I guess I can get married now.
I just need to find the right girl. That should be easy. So should she, for that matter. (Only kidding, of course.)
After all, the hard part’s really over!
Hackman won his second Oscar (for Unforgiven), Caine’s won two (Hannah and Her Sisters and The Cider House Rules) and somehow, in the middle of all that, I wound up interviewing both actors, to my profound delight.
But that Philadelphia championship… maddeningly elusive.
Over the years, I figured that the Flyers would skate to another Stanley Cup, and that sooner or later the Eagles would get into the Super Bowl, and then the law of averages (or karma) would take over and we’d simply win something at some time.
It didn’t happen that way. For a quarter of a century, the city of Philadelphia — the birthplace of this nation, lest we forget, and my city, which friends and acquaintances never forget — has not had a championship team to call its own.
They do now.
And when you’ve waited so long, including a rain delay in Game Five that stretched from Monday to Wednesday, it really adds a special dimension of appreciation. You thank God that you’re on the planet to be here to enjoy it. The air’s a little cleaner, things taste a little better and look a little brighter, and you tend to exude a positive energy.
For someone who often revels in exuding negative energy — being a Philadelphia fan does that to you — I’m not entirely sure I remember how this goes. But it’ll come back to me. It already has. I had absolutely nothing to do with the Phillies winning the World Series, aside from being a die-hard fan, and yet I take the same (if not more) satisfaction in it than those who participated in it.
“This is for Philadelphia! This is for our fans!” said Phillies manager Charlie Manuel during the presentation of the trophy in front of the crowd at Citizens Bank Park. “When I look around, who’s the World Champions?”
And I wept.
Everyone called. Friends, relatives, former girlfriends. Yes, even my Mom.

[Entries for bounding box labeling]

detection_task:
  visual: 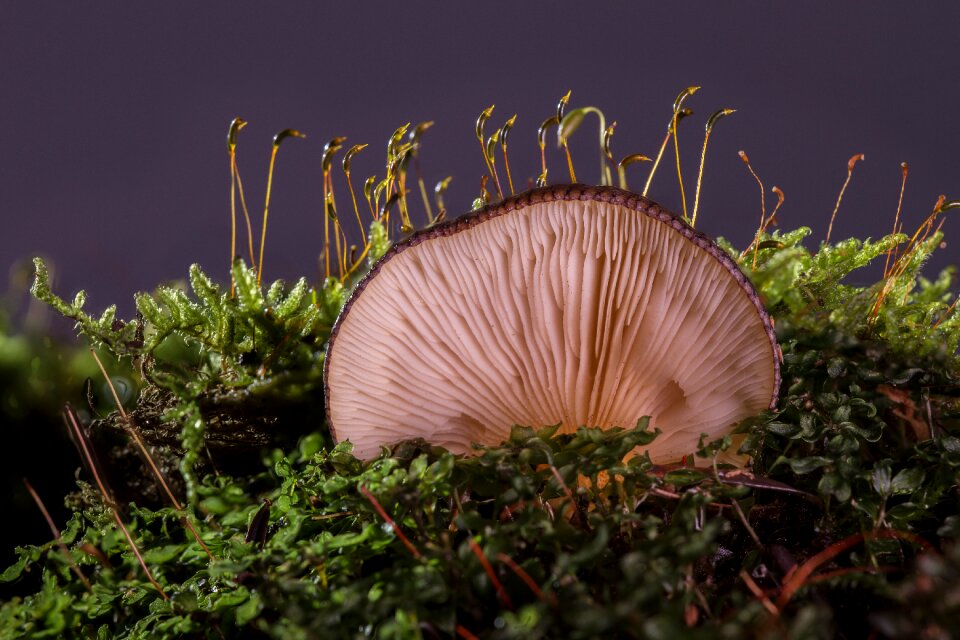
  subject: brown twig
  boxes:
[467,536,513,610]
[64,404,170,600]
[23,478,93,593]
[826,153,864,244]
[357,485,421,558]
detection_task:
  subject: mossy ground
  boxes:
[0,102,960,638]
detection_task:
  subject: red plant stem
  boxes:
[457,624,480,640]
[467,537,513,610]
[777,529,932,610]
[357,485,421,558]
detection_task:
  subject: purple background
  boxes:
[0,2,960,314]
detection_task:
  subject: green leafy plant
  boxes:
[0,92,960,638]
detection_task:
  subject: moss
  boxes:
[0,104,960,638]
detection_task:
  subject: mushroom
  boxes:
[324,185,780,463]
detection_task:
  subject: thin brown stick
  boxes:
[64,404,170,600]
[23,478,93,593]
[826,153,864,244]
[90,349,213,560]
[740,569,780,618]
[730,498,764,551]
[737,149,767,269]
[357,485,420,558]
[883,162,908,278]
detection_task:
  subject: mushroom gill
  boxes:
[325,185,780,463]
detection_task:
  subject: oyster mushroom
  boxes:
[325,185,780,463]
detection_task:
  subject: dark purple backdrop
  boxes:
[7,2,960,313]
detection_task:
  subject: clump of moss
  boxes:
[0,97,960,638]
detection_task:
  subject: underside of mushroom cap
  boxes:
[325,185,780,463]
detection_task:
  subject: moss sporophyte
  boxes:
[0,87,960,638]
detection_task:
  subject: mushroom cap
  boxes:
[324,185,780,463]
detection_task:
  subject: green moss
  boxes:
[0,109,960,638]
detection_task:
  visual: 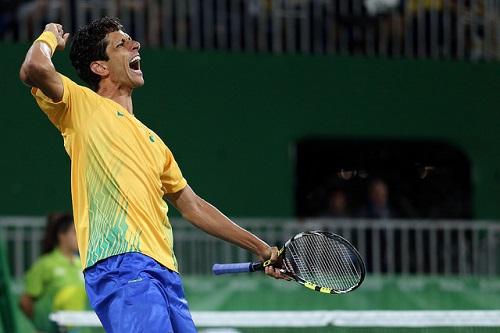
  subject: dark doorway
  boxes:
[295,138,472,219]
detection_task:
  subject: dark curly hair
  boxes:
[69,17,123,91]
[42,213,73,253]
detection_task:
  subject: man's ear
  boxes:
[90,61,109,77]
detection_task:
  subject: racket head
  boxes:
[280,231,366,294]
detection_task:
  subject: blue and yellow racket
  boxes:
[212,231,366,294]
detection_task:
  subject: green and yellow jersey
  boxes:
[32,75,187,271]
[24,248,88,332]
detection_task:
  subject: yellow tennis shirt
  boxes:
[32,75,187,271]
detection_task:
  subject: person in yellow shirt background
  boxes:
[20,213,89,333]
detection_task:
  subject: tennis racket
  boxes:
[212,231,366,294]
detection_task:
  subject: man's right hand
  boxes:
[44,23,69,51]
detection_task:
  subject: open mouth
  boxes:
[128,55,141,71]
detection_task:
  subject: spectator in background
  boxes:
[20,214,88,333]
[323,189,350,218]
[358,179,394,219]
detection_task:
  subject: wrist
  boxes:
[35,31,57,55]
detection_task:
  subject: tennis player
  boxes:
[20,17,284,333]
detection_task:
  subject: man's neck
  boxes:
[97,85,134,114]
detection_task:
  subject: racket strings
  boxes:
[286,235,362,291]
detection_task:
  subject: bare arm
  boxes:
[166,185,284,278]
[19,294,35,319]
[19,23,69,102]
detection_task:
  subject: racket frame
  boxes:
[250,230,366,294]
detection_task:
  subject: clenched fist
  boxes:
[45,23,69,51]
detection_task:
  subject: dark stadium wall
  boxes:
[0,44,500,219]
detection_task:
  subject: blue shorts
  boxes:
[84,252,196,333]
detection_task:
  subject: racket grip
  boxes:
[212,262,253,275]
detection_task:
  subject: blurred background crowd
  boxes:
[0,0,500,333]
[0,0,500,61]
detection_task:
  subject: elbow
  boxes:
[19,61,50,86]
[181,197,203,223]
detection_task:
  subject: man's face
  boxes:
[102,30,144,89]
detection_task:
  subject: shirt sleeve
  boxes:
[24,260,45,298]
[161,148,187,194]
[31,74,85,132]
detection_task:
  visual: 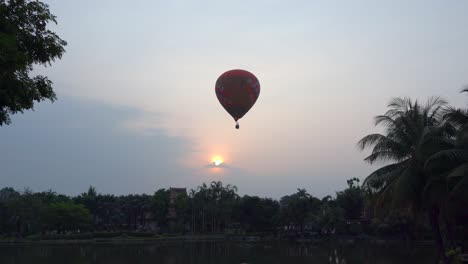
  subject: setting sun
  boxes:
[211,156,224,166]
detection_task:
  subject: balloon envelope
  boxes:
[215,70,260,121]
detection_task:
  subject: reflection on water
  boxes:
[0,242,435,264]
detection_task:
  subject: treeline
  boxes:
[0,179,365,237]
[0,89,468,262]
[0,178,460,239]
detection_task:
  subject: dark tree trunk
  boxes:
[429,206,448,264]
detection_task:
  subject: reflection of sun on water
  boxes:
[211,156,224,166]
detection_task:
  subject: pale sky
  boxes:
[0,0,468,198]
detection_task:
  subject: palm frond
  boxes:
[362,161,406,189]
[447,162,468,178]
[374,115,398,128]
[364,151,402,164]
[358,134,386,150]
[424,149,468,169]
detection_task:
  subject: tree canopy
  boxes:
[0,0,67,125]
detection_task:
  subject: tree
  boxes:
[236,195,279,232]
[0,0,67,125]
[336,178,365,220]
[44,202,91,231]
[280,189,320,232]
[359,98,454,261]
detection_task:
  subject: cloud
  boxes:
[0,97,193,194]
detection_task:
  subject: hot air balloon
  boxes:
[215,70,260,129]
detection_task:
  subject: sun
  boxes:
[211,156,224,166]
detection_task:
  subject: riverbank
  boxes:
[0,233,435,245]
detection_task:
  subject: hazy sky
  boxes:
[0,0,468,198]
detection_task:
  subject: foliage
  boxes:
[0,0,67,125]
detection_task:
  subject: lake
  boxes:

Direction 1:
Does the Phillies excerpt agree with each statement below? Answer yes or no for each, quoting the exact words of the excerpt that decide it.
(a) A rain delay in Game Five lasted from Monday to Wednesday.
(b) Philadelphia had gone about a decade without a championship team.
(c) Charlie Manuel spoke during the trophy presentation at Citizens Bank Park.
Direction 2: Write down the passage of the Phillies excerpt starting at "Hackman won his" and ending at "They do now.".
These records have no connection to the text.

Result 1:
(a) Yes: "a rain delay in Game Five that stretched from Monday to Wednesday"
(b) No: "For a quarter of a century" and "has not had a championship team to call its own"
(c) Yes: "said Phillies manager Charlie Manuel during the presentation of the trophy in front of the crowd at Citizens Bank Park"

Result 2:
Hackman won his second Oscar (for Unforgiven), Caine’s won two (Hannah and Her Sisters and The Cider House Rules) and somehow, in the middle of all that, I wound up interviewing both actors, to my profound delight.
But that Philadelphia championship… maddeningly elusive.
Over the years, I figured that the Flyers would skate to another Stanley Cup, and that sooner or later the Eagles would get into the Super Bowl, and then the law of averages (or karma) would take over and we’d simply win something at some time.
It didn’t happen that way. For a quarter of a century, the city of Philadelphia — the birthplace of this nation, lest we forget, and my city, which friends and acquaintances never forget — has not had a championship team to call its own.
They do now.